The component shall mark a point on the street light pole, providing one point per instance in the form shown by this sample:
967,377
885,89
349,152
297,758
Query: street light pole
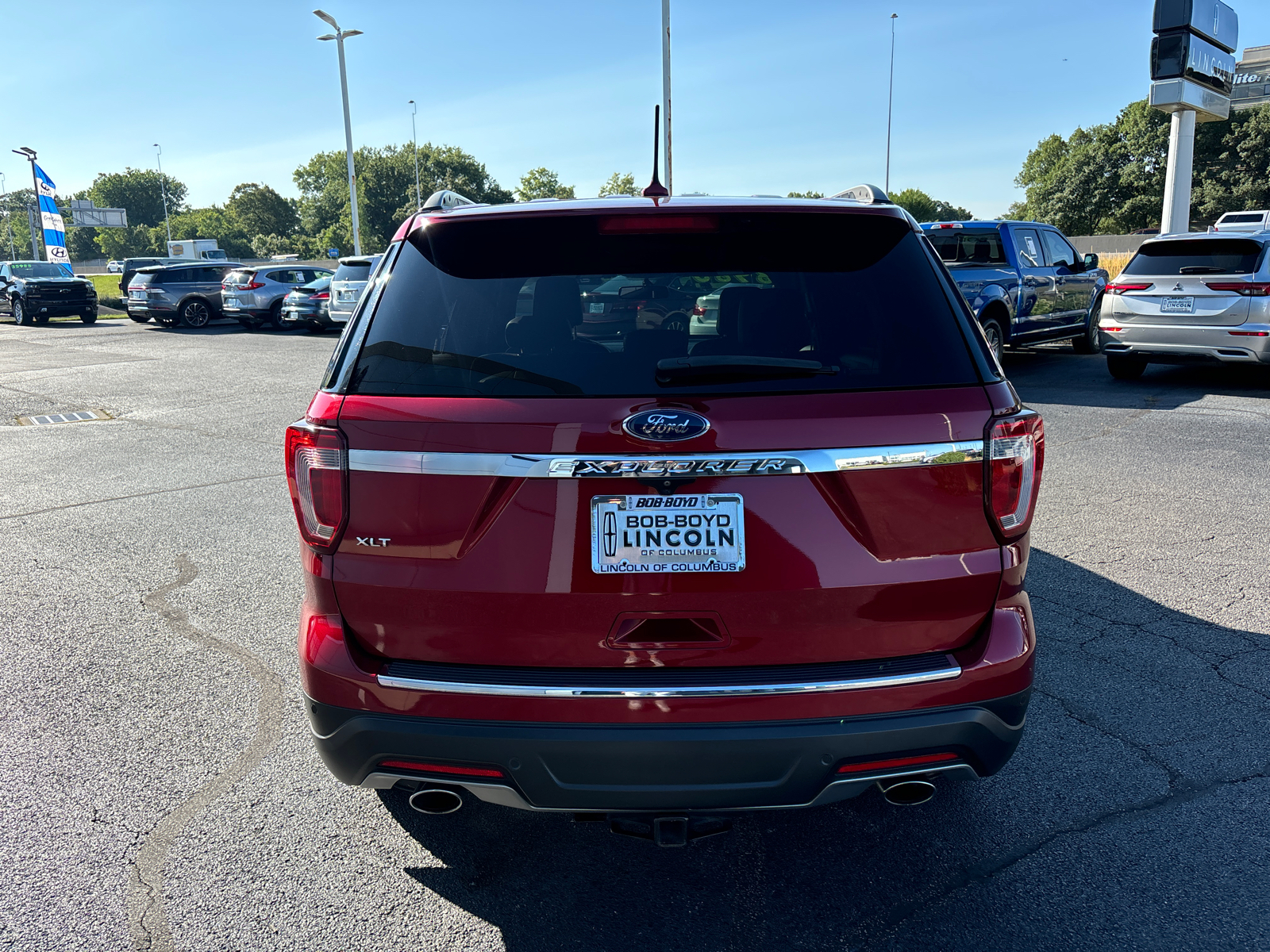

INSTRUCTIONS TO FOLLOW:
From the data, list each line in which the string "pole" appears.

EXERCISE RESULT:
The component shall mark a point on the street light pole, providing one point per instance in the form shown by this sample:
Query: street light pole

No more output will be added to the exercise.